[Contour annotation records]
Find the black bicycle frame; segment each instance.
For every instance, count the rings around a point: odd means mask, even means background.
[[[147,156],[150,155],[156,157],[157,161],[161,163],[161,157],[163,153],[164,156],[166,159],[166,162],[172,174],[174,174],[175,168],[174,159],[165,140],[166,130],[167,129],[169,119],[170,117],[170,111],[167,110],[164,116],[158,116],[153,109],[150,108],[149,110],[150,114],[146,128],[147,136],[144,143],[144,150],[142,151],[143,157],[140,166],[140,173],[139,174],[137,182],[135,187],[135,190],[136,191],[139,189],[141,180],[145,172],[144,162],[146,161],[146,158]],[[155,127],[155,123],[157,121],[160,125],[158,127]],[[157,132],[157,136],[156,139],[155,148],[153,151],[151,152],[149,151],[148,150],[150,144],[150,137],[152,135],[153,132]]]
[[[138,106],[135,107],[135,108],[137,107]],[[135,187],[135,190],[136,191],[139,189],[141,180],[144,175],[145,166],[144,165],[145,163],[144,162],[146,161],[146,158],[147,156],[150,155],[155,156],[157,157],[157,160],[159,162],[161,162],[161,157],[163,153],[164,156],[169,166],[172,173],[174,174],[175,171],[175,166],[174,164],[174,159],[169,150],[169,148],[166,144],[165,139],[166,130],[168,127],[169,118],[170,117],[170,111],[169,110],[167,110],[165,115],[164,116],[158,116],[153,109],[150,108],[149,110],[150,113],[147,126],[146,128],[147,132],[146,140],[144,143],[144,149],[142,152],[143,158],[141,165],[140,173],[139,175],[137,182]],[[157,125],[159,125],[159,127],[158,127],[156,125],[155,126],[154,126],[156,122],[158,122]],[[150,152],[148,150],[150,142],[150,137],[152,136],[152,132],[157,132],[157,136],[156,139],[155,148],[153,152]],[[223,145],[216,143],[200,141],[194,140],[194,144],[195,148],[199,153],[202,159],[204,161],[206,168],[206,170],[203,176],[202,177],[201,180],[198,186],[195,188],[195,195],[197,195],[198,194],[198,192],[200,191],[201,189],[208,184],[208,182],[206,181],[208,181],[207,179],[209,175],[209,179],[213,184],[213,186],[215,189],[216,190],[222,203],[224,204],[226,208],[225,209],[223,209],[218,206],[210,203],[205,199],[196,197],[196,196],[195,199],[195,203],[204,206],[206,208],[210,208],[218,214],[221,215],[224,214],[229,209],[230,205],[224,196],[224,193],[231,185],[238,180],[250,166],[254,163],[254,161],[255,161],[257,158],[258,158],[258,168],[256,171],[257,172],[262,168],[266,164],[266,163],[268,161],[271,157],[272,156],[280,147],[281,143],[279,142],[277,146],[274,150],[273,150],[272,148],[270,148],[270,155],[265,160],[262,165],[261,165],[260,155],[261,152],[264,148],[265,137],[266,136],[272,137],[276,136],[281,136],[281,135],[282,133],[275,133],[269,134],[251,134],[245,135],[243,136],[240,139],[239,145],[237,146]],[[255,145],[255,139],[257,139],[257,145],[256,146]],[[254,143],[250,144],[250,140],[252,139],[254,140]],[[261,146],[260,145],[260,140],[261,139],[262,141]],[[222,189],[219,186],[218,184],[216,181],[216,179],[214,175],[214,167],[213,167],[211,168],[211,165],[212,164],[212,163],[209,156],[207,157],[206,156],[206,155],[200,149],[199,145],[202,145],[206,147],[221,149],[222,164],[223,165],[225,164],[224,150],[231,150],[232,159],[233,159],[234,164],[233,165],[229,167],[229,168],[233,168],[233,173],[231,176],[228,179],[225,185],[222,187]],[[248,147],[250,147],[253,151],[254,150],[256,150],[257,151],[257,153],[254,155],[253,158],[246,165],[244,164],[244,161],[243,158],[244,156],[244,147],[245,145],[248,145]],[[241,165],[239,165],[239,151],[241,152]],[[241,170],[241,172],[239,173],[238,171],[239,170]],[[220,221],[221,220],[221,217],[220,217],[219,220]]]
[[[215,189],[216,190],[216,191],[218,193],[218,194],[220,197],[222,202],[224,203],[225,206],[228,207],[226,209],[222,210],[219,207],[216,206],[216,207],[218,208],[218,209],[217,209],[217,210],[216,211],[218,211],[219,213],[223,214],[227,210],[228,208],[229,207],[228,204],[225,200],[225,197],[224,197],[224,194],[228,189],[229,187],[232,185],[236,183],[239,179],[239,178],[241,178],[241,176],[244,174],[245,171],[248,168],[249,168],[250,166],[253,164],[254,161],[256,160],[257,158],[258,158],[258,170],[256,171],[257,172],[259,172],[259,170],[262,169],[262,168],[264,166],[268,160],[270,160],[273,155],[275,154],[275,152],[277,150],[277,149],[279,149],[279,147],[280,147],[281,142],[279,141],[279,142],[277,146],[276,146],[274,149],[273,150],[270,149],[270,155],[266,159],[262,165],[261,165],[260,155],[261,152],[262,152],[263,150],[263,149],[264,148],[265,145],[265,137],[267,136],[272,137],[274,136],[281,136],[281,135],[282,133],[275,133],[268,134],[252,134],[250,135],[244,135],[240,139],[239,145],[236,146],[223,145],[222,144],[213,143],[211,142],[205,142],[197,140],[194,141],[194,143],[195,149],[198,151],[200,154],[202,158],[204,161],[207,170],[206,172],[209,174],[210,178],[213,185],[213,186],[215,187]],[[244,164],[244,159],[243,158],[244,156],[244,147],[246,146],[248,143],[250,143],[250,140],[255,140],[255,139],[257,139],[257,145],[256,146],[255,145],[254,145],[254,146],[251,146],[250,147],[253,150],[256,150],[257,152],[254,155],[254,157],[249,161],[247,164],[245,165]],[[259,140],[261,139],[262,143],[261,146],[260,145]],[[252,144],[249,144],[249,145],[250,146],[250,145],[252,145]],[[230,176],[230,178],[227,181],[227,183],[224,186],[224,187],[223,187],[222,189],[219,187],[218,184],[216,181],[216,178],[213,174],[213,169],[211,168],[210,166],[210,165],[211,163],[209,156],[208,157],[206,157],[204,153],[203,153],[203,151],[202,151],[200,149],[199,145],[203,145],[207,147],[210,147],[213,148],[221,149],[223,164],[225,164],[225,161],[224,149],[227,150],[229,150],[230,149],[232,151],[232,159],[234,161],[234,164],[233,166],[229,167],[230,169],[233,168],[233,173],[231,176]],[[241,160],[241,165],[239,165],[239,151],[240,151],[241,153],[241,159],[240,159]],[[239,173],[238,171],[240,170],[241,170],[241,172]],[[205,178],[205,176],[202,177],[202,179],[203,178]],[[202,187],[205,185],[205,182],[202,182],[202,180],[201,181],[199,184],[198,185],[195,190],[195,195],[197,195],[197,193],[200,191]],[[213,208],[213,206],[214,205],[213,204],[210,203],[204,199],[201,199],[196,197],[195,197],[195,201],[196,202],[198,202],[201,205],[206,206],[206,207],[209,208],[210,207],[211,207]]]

**YOUR GOAL**
Write out the lines from the start of the records through the line containing "For every instance, count", inclusive.

**WRITTEN SOLUTION**
Find the black bicycle frame; segment each instance.
For every instance, count the rings around a point: odd means mask, even means background.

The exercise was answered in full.